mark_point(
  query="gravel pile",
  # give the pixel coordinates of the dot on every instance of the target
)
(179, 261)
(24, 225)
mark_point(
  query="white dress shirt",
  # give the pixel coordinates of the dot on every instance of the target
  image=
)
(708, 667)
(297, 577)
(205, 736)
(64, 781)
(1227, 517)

------------------------------------------------------------------------

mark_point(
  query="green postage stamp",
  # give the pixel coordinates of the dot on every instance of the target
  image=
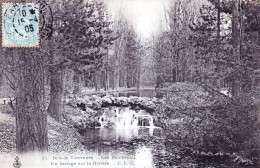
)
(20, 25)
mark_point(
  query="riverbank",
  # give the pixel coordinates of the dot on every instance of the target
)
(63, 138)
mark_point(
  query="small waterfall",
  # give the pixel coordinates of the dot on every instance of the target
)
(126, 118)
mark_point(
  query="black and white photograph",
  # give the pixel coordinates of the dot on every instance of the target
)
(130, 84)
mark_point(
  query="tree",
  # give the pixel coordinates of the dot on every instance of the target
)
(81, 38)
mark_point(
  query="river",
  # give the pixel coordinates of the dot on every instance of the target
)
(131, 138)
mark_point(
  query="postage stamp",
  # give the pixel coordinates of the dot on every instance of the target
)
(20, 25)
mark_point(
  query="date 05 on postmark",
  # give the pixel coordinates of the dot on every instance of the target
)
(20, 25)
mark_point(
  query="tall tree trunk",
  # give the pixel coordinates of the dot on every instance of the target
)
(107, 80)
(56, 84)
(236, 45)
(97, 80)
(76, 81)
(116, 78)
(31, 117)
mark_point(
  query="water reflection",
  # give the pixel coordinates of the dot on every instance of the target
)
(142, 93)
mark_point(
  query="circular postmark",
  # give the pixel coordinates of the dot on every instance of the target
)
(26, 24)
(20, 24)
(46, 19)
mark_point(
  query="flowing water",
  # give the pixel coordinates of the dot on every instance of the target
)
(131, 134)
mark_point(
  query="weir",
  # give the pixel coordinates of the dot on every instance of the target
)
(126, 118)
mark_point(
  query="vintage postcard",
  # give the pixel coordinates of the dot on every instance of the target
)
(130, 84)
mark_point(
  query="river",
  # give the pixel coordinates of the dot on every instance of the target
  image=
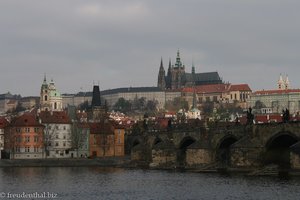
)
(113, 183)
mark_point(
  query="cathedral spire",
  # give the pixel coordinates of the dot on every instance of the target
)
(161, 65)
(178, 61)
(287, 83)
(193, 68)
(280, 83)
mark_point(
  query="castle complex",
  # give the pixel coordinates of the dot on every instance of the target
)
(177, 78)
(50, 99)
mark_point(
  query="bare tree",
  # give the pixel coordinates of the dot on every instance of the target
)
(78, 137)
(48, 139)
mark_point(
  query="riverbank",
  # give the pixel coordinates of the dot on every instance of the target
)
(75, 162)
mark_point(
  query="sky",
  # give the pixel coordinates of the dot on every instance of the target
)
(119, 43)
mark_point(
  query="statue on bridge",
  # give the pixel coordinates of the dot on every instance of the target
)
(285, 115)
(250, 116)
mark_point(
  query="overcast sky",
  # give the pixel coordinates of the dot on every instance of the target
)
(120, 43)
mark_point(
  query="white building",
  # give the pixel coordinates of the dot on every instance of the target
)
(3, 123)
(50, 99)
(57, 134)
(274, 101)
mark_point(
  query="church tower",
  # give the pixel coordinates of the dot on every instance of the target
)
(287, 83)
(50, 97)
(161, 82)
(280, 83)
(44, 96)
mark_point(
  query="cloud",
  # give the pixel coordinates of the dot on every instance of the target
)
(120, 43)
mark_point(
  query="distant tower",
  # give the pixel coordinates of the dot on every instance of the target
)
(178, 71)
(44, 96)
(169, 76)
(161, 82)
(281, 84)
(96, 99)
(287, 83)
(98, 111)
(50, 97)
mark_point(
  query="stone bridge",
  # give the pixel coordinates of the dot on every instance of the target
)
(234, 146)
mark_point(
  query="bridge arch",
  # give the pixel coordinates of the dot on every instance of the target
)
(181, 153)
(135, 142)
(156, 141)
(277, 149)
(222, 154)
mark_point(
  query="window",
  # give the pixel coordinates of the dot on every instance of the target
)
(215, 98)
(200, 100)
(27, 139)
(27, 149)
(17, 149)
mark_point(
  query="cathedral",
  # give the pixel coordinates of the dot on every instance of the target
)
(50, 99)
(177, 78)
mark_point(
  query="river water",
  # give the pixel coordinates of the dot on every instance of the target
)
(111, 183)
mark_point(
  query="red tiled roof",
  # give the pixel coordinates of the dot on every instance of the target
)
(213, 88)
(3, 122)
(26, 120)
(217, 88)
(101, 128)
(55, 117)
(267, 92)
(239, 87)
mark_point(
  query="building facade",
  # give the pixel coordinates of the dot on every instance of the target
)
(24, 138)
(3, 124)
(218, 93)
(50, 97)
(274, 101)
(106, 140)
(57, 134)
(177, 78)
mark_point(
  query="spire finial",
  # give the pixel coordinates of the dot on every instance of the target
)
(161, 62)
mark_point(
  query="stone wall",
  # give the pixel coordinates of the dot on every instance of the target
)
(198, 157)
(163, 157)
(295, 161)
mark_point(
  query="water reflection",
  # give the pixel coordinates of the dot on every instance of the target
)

------------------------------------------------------------------------

EXERCISE PROMPT: Gather every line of the data above that contains the string "cathedral", and copy each such line in full.

FULL ANSWER:
  query="cathedral spire",
  query="cathedral",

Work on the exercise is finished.